ただ、コンクールにはどんな種類があるかを説明するのが、このページの目的ではありません。なぜ、コンクールがドンドン増えるのか、参加者が増えるのかをとうして、日本の舞踊事情を考えてみたいのです。
まず、コンクールがいつ行われるか。それは主として学校が休みの期間です。具体的には1月の正月休みから5月の連休まで、今年はこの間でも私の知る限り10くらいはあったようです。さらに7~9月、とくに8月は大小合わせると多分9つは下らないでしょう。
もちろん、それ以外の月にもいくつかはあります。
この現象は、まず参加者の多くが学生というより生徒、小中学生だというところに理由があります。ジュニア2部とかジュニアB、もっと直裁に児童の部という形で小学生の3、4年生くらいから対象になっています。児童舞踊や、それに近いモダンダンスだけでなく、クラシックバレエ部門でも10歳以下のもが参加するカテゴリーがあるのです。休みでないと参加できません。
もう一つの事実は、これだけコンクールがふえると、参加者は全体では増えても、個々のコンクールは減ると思われるのですが、ほとんど減らないのです。それは、同じ人間があちこちのコンクールに参加するようになるのが大きな理由です。九州から北海道へ、北海道から九州へ、これらも珍しくありません。さらに、8月の名古屋では、3つのコンクールが連続した週末どころか、2、3日のズレで開催されることが多く、たとえばすべてに申込をしておいて、予選で落ちたら次のに出場、通ったら決選と重なる次のはキャンセルといった選択をするケースも少なくないのです。
ここで、次のような現象が生まれます。初心者に近いダンサーと、あちこちのコンクールにほとんどすべて参加する、レベルが高いだけでなくコンクール慣れしたダンサーが同時に競う。また、上位を争うのはいつもどこでも同じ顔ぶれといわれます。さらに面白いのは、参加者の方でコンクールを選別するようになり、どんな顔ぶれが上位を争うかによってコンクールの格が自然と決まってくるということです。
このような状況、現象には当然にいろいろと批判の声も大きくなります。曰く、このようなレベルのものを出すなんて指導者は何を考えているのか、小さいうちからこんなにいろいろな技術を詰め込んでしまうと将来かえって問題ではないか、舞踊、とくにバレエに向かないものにまで場を与える必要があるのか、さらには儲け主義ではないか、などなど。たしかに、これらの意見はもっともなものが多いです。しかし、なぜ、こんなにコンクールに参加するものが多いのか、とくに幼いうちから、あるいは技術的に未熟なもの、バレエダンサーに向かないものまでが参加するのかを考えてみる必要があると思います。
ここで、視点を変えてわが国のバレエ事情(これはモダンダンスもほぼ同じ)を考えてみましょう。わが国では国や道府県、市などの公的な部門がバレエ団やダンサーを雇い、支えているわけではありません。たしかに、国立劇場や新潟で一部それに近いものが生まれていますが、現実にほとんどの舞踊関係者はまさに自己責任でお金を集め、公演を行っているのです。ではその民間のバレエ団の資金はどこからきているのか、もちろん、入場料収入もありますが、それでは経費はカバーできません。一部の団体や公演には公的助成、そして私的助成もありますが、これも舞踊界全体としては僅かなものです。個人の借金もあるし、資産の取り崩しもあるでしょう。しかし、もっとも大きいのは生徒さんの支払う授業料とチケット販売(負担)分です。実際に数百人から千人を超える生徒をもつバレエ団やダンスカンパニーもいくつかあります。こういうところは単純に計算しても年間億を超える収入が期待できるわけです。さらに、一人が2枚切符を売って(負担して)も千人いれば二千枚、大劇場でも1公演分に当たります。

──────

## 作成内容:
提供文章によると、民間のバレエ団の資金で最も大きいものは何か答えてください。

──────

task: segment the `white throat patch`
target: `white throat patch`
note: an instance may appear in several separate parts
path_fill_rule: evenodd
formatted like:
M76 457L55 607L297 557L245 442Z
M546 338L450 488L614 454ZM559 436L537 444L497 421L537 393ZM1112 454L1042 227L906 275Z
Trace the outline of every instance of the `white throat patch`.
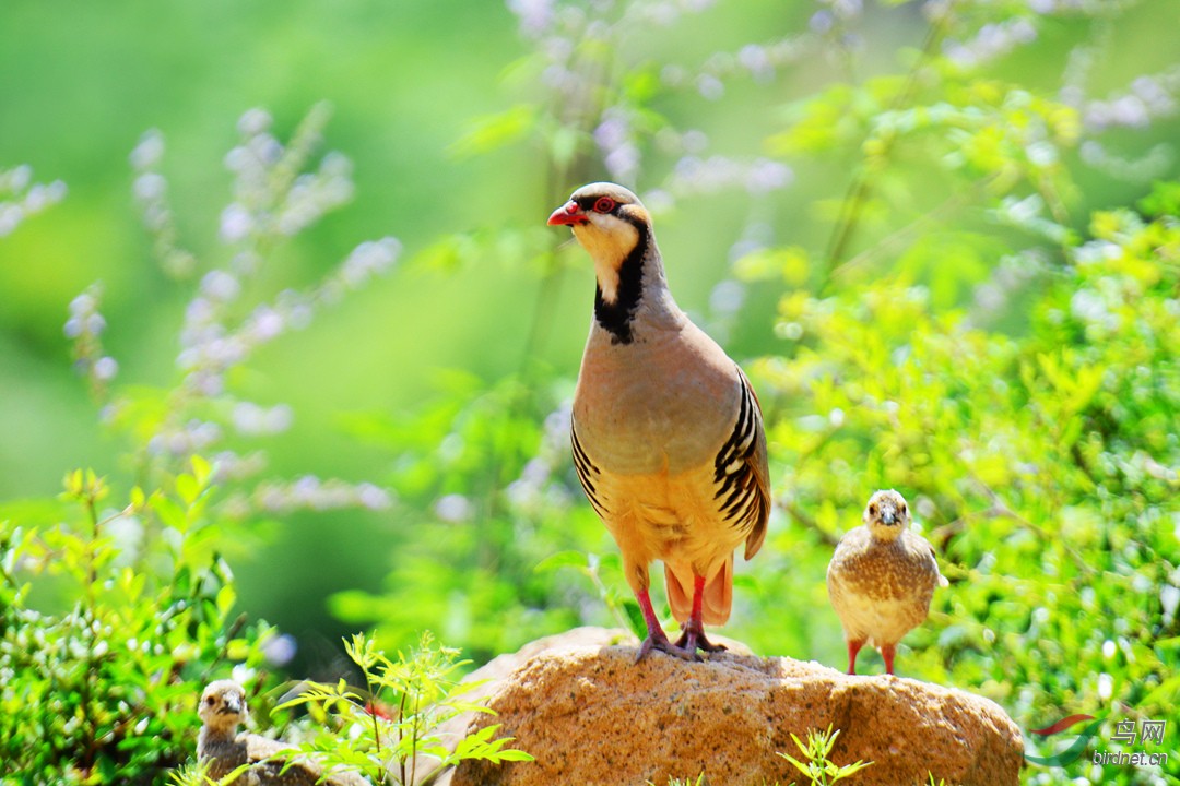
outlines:
M618 299L618 269L638 244L640 231L614 216L591 214L589 224L573 227L573 237L594 259L602 299L615 303Z

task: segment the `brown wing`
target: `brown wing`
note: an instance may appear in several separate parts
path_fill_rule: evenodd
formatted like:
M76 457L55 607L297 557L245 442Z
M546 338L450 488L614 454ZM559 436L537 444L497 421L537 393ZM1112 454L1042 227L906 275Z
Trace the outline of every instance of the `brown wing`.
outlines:
M733 434L713 462L717 513L733 527L745 531L746 559L762 547L766 522L771 517L769 468L766 462L766 434L762 430L762 407L738 364L741 402Z
M578 428L577 423L570 418L570 444L573 447L573 469L578 473L578 481L582 483L582 490L586 493L586 498L590 500L590 504L594 506L595 511L601 519L607 517L607 508L603 506L602 501L598 498L597 486L602 477L602 470L599 470L586 451L582 448L582 442L578 440Z

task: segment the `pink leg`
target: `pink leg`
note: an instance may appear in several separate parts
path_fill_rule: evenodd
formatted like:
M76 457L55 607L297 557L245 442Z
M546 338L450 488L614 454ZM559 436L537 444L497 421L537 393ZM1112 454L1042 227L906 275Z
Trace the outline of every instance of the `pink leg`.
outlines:
M676 640L676 646L682 649L687 649L693 653L693 658L696 659L696 650L702 649L707 653L721 652L725 649L722 645L715 645L708 640L704 635L704 621L702 615L704 613L704 576L693 576L693 613L689 615L688 621L684 623L683 633L680 639ZM699 660L699 659L697 659Z
M635 597L640 601L640 610L643 612L643 622L648 626L648 638L640 645L640 654L635 658L635 662L638 663L647 658L648 653L653 649L658 649L684 660L693 660L694 656L691 653L668 641L668 634L663 632L660 619L656 616L656 610L651 608L651 596L648 594L647 588L635 593Z
M897 645L885 645L881 647L881 658L885 659L885 673L893 673L893 655L897 653Z
M848 639L848 674L857 673L857 653L865 646L864 639Z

──────

## 解答全文:
生徒さんの支払う授業料とチケット販売(負担)分です。